» **MATERIAL PROVIDED**:
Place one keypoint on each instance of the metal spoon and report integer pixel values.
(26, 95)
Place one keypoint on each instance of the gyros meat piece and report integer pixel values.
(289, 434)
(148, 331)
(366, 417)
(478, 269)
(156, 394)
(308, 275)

» **REQUEST**:
Convert the listing above into a two-column CSV with the headers "request" and "answer", one row per request. Put each request's text and its answer in a single quoted field, with line breaks turned into spaces.

» **RESULT OF THIS EXERCISE**:
request,answer
"Place one keypoint on each instance of the metal spoon and report integer pixel values.","(26, 95)"
"Place one keypoint on each instance of the gyros meat piece and report integer pixel values.","(289, 434) (148, 331) (366, 417) (478, 269) (156, 394) (308, 275)"